### Extract to read

Pearson's report, produced under the auspices of the Cape York Institute, has been strongly criticised by Indigenous activists and academics.

Socialist Alliance Indigenous rights spokesperson Sam Watson told Green Left Weekly: "The two most hated and reviled people in Australia would have to be John Winston Howard by a long chalk and the next in line would be his little jackie-jackie Noel Pearson. Noel Pearson is not an Aboriginal leader … and he is certainly charting a very dangerous course, not only for Aboriginal people but for the entire Australian nation.

"Pearson is spruiking genocidal claptrap that white protectors were spruiking when they forcibly removed Aboriginal children, when they forcibly broke down Aboriginal communities and tried to extinguish all forms of Aboriginal cultural practice, ritual and ceremony. So, while Aboriginal people certainly despise John Howard, they fear Noel Pearson because he would
be the greatest and most deadly threat to our continued existence as a race and as a culture."

Michael Mansell, the legal director at the Tasmanian Aboriginal Centre, said in a June 19 media release: "The federal government gave Noel Pearson $3 million to come up with a report that, if adopted nationally, would cut the federal welfare bill by many tens of millions of dollars. Pearson was always eager to please and the report proves it … Taking people's individual income from them, or giving the money on conditions for its being spent, is creating dependency, not avoiding it."

Nicole Watson, senior research fellow at Junbunna Indigenous House of Learning at the University of Technology, Sydney, agrees. She told GLW: "[The report] canvasses the taking away of human rights, which should never be bargained, sold or traded. It envisages the establishment of a body that would essentially be a return to protectionism. The impact of protectionist policies on Indigenous people has been devastating. I cannot believe that an Indigenous man would promote such an idea."

The timing of Howard's announcement is no accident. The June 20 acquittal of senior sergeant Chris Hurley, who faced charges of the manslaughter and assault of Mulrunji Doomadgee in the Palm Island watch-house in November 2004, outraged Indigenous communities and supporters of justice for Indigenous people (see article on page 5).

That Howard chose the next day to announce his draconian plan for NT communities says less about his desire to stop child abuse and more about his style of wedge politics. Howard is preparing for a race-based election and, using Pearson's report as cover, is taking the opportunity to undermine every aspect of Indigenous self-governance in the Northern Territory, while calling for the NSW, Queensland and WA state governments to implement similar policies.

######
### Dataset entries

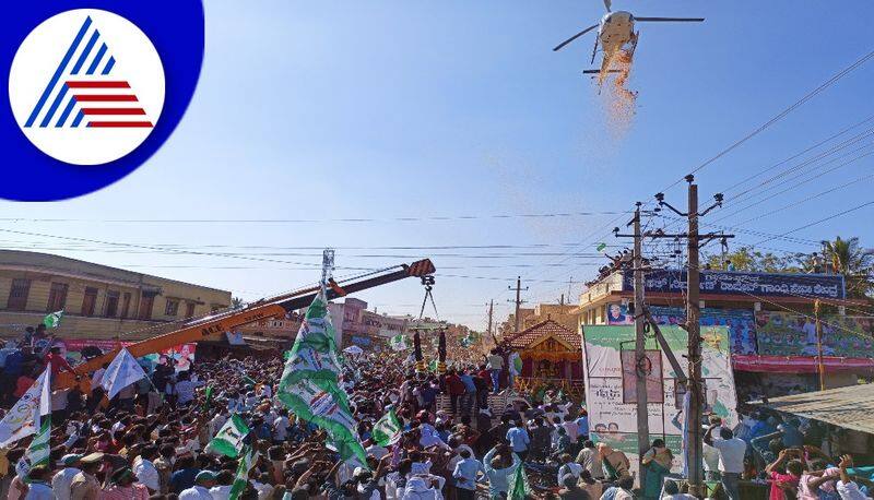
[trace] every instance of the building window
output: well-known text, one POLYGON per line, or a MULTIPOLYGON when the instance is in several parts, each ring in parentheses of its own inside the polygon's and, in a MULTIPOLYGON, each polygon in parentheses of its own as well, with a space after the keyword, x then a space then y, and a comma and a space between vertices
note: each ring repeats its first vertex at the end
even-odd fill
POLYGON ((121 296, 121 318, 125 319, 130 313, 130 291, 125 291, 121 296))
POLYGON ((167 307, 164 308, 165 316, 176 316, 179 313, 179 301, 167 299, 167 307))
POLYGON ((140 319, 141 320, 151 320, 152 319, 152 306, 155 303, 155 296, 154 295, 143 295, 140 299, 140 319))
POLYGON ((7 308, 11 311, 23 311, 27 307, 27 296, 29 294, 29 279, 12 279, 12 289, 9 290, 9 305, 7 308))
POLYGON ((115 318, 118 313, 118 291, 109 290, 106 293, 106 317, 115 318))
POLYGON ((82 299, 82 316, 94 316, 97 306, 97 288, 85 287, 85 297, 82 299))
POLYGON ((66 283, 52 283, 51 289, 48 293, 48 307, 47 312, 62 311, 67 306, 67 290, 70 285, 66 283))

######

Tasks for this exercise:
1. Using the article on Noel Pearson's report, decide whether each of these statements agrees with it, answering yes or no and quoting the deciding words: (a) Michael Mansell is the legal director at the Tasmanian Aboriginal Centre; (b) the federal government gave Pearson $5 million to produce the report; (c) Chris Hurley was acquitted on June 20.
2. Reproduce the stretch of the article on Noel Pearson's report from "Socialist Alliance Indigenous" through "entire Australian nation.", switching "dangerous" to "perilous".
3. Resume the article on Noel Pearson's report after its final sentence.

Your responses:
1.
(a) Yes: "Michael Mansell, the legal director at the Tasmanian Aboriginal Centre"
(b) No: "The federal government gave Noel Pearson $3 million"
(c) Yes: "The June 20 acquittal of senior sergeant Chris Hurley"

2.
Socialist Alliance Indigenous rights spokesperson Sam Watson told Green Left Weekly: "The two most hated and reviled people in Australia would have to be John Winston Howard by a long chalk and the next in line would be his little jackie-jackie Noel Pearson. Noel Pearson is not an Aboriginal leader … and he is certainly charting a very perilous course, not only for Aboriginal people but for the entire Australian nation.

3.
Sydney Metropolitan Local Aboriginal Land Council chairperson Rob Welsh argues the measures would take native title back 40 years. A June 21 Sydney Morning Herald report quoted him as saying: "It's total control of Aboriginal destinies. They've been trying to do it with housing right across Australia. That land has cultural significance because there are things that connect people to the land over centuries. As soon as we start giving it back it's going to be mined and have waste dumped on it."

Nicole Watson told GLW: "The extreme measures are not only racially discriminatory, they also smack of hypocrisy. The Commonwealth has consistently refused to address the $450 million deficit in Indigenous health funding, yet it has suddenly found the money to introduce compulsory health checks for all Indigenous children. This suggests that for the Howard government Indigenous health has only ever been a political football."

She added: "The government is attempting to force Indigenous people to assimilate by transforming our communities into institutions, where families are subject to constant surveillance and punitive sanctions that would never be tolerated in the broader community. It is unimaginable that families in [Sydney's] North Shore would ever be subject to blanket medical examinations or the quarantining of private monies. So why are such intrusive and humiliating measures being imposed upon Indigenous people? These Orwellian measures diminish all Australians."